QUOTED PASSAGE
Chapter 4: Problem 110
Determine whether \(x^{2}+4 y^{2}=16\) is symmetric respect to the \(x\) -axis, the \(y\) -axis, and/or the origin.
Short Answer
Expert verified
The equation is symmetric with respect to the x-axis, the y-axis, and the origin.
Step by step solution
01
- Test for Symmetry with respect to the x-axis
To test for symmetry with respect to the x-axis, replace y with -y and check if the equation remains unchanged. Starting with the original equation:\[ x^2 + 4y^2 = 16 \]Replace y with -y:\[ x^2 + 4(-y)^2 = 16 \]Since \((-y)^2\) is the same as \(y^2\), the equation becomes:\[ x^2 + 4y^2 = 16 \]The equation remains unchanged, indicating symmetry with respect to the x-axis.
02
- Test for Symmetry with respect to the y-axis
To test for symmetry with respect to the y-axis, replace x with -x and check if the equation remains unchanged. Starting with the original equation:\[ x^2 + 4y^2 = 16 \]Replace x with -x:\[ (-x)^2 + 4y^2 = 16 \]Since \((-x)^2\) is the same as \(x^2\), the equation becomes:\[ x^2 + 4y^2 = 16 \]The equation remains unchanged, indicating symmetry with respect to the y-axis.

SOURCE DATA
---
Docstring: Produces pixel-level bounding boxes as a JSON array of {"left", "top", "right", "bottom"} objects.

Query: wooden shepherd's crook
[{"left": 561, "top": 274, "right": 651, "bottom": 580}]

PROBLEM TO SOLVE
Please carry on the worked solution that tests x² + 4y² = 16 for symmetry, starting right after its last sentence.

RESULT
03
- Test for Symmetry with respect to the origin
To test for symmetry with respect to the origin, replace x with -x and y with -y, and check if the equation remains unchanged. Starting with the original equation:\[ x^2 + 4y^2 = 16 \]Replace x with -x and y with -y:\[ (-x)^2 + 4(-y)^2 = 16 \]Since \((-x)^2\) is the same as \(x^2\) and \((-y)^2\) is the same as \(y^2\), the equation becomes:\[ x^2 + 4y^2 = 16 \]The equation remains unchanged, indicating symmetry with respect to the origin.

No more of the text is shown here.